Object position labeling entries
[start]

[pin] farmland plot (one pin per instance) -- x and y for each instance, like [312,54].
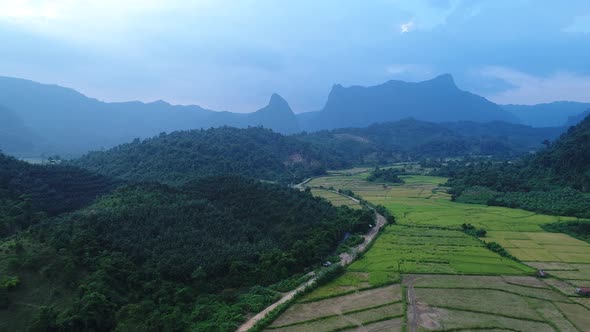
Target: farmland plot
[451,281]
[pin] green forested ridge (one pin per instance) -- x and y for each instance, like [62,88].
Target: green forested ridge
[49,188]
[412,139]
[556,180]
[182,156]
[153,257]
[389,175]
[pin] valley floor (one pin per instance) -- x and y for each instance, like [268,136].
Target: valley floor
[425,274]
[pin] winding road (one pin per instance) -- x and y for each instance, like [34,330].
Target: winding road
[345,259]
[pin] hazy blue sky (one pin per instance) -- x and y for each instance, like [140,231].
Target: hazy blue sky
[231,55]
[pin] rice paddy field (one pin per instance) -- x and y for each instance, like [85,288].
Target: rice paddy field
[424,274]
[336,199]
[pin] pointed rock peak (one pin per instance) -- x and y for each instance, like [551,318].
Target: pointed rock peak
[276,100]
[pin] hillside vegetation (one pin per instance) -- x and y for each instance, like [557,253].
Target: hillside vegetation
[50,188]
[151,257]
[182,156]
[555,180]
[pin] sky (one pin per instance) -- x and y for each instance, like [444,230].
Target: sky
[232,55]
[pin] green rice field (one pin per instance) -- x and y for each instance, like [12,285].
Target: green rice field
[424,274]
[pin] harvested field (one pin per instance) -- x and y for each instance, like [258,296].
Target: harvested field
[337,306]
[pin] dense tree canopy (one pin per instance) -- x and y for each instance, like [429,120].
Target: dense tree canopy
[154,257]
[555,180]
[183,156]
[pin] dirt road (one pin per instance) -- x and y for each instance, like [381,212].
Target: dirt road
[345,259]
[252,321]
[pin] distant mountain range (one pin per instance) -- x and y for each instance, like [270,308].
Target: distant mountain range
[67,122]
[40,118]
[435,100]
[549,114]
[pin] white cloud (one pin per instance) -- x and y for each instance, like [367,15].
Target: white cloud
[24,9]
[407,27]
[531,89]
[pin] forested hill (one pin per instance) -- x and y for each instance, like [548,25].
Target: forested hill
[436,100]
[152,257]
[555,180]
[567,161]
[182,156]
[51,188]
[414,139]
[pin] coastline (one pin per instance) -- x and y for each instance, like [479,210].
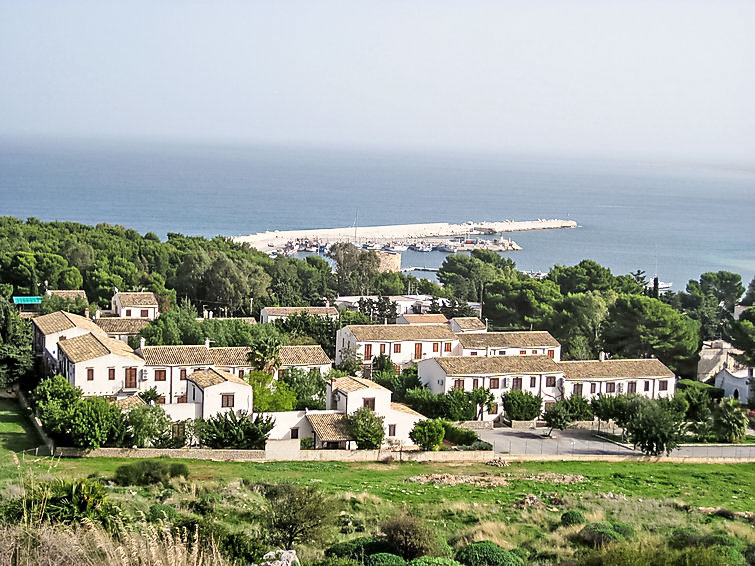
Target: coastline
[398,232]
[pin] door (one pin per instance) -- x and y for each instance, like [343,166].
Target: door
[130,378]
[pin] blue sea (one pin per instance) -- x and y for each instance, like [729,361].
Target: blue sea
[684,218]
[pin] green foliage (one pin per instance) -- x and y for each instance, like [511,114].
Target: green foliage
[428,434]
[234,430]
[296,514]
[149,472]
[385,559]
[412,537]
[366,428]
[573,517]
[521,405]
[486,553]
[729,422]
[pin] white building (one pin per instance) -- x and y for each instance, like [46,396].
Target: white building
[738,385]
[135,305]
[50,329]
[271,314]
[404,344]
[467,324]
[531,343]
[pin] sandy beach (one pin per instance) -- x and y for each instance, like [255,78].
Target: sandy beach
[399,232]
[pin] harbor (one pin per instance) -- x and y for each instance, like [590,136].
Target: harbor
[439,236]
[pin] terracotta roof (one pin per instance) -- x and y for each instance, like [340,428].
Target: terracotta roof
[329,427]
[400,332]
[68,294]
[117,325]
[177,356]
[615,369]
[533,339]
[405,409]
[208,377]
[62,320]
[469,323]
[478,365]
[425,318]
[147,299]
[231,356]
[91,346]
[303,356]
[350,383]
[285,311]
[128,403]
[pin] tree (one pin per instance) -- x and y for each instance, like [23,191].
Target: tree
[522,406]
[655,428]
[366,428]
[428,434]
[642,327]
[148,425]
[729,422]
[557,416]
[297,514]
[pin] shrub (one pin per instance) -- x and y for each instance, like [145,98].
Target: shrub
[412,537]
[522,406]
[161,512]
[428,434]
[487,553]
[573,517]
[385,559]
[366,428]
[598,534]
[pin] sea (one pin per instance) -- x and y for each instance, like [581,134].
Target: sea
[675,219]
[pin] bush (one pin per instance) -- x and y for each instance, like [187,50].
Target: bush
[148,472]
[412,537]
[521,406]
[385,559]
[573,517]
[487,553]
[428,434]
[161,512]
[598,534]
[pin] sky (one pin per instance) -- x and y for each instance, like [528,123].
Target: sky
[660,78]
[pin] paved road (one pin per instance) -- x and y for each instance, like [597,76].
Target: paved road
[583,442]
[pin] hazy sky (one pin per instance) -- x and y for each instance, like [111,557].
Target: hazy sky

[end]
[start]

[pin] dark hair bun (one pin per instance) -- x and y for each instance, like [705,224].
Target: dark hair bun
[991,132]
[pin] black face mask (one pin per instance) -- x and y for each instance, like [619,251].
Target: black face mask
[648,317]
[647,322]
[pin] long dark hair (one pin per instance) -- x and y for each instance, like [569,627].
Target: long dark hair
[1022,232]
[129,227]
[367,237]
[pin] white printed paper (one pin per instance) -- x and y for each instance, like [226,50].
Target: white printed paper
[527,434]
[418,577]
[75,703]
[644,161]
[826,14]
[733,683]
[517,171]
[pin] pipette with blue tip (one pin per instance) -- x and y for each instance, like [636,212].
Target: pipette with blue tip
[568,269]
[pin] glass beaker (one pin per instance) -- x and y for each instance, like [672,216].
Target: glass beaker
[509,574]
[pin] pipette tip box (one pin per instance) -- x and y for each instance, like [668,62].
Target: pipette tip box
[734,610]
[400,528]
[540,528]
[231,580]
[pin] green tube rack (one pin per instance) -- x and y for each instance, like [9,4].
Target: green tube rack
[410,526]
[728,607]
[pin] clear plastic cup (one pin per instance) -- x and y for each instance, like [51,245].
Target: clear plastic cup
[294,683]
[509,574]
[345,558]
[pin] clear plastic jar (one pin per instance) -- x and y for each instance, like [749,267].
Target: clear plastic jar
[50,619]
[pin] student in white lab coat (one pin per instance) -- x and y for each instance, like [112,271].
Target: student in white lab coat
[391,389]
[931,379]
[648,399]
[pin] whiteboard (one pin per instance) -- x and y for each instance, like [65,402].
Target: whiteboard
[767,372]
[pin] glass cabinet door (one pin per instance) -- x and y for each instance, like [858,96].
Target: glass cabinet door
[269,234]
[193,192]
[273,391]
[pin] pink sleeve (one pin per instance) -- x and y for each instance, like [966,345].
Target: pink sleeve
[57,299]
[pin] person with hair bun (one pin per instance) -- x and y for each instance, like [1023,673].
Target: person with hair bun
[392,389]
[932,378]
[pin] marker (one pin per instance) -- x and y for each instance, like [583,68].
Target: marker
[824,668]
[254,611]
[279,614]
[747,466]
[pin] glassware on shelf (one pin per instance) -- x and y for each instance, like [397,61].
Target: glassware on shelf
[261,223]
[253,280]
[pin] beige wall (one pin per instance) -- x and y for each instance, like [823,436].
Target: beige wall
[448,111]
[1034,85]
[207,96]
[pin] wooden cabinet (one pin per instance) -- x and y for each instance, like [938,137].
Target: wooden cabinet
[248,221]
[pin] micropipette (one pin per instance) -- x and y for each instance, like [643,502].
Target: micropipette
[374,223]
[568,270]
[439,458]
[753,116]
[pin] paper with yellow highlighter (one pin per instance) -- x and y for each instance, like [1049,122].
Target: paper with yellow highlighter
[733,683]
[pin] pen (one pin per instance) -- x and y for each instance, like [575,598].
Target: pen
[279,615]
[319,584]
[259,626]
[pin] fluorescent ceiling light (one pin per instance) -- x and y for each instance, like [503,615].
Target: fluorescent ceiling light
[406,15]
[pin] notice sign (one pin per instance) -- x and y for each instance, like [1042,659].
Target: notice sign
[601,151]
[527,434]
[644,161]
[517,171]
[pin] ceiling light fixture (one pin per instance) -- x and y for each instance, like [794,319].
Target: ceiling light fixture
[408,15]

[end]

### Problem to work on
Pick out every line in the listing above that contains the word "mountain", and copy each of those lines in full.

### Response for this exercise
[pin] distant mountain range (one pin per instance) -- x and y for each instance, like [270,308].
Target: distant mountain range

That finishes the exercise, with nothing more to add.